## Work request
Beginning with the line where "FORMAT: x then" occurs, set down each line of the records through the final one, exactly and without additions.

## Input for this task

--------

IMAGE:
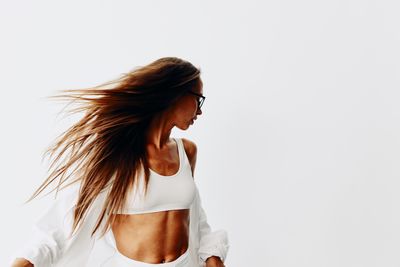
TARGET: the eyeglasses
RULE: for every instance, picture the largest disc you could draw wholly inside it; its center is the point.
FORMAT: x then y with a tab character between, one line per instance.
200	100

--------

## Answer box
FORMAT: x then y with a tab character between, one line per instance.
200	100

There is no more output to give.